#### [WORK TASK]
Images in the data are to be skipped, while every line is restated exactly as written.
Segment Start: AVAILABLE DATA
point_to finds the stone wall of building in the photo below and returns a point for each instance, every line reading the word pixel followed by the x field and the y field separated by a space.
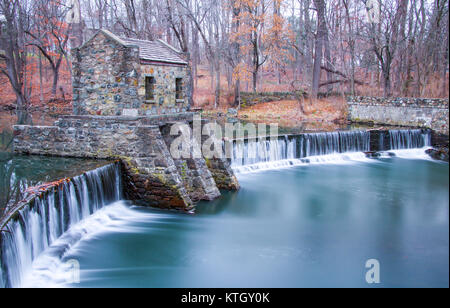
pixel 109 80
pixel 412 112
pixel 151 176
pixel 105 77
pixel 165 88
Segment End: AVAILABLE DATA
#### [PROBLEM SOLUTION]
point_to finds the stone wall of building in the photo below and returns a point for each instance, every line reading the word pixel followed by the x field and the y field separated by a space.
pixel 109 80
pixel 412 112
pixel 151 176
pixel 105 77
pixel 165 88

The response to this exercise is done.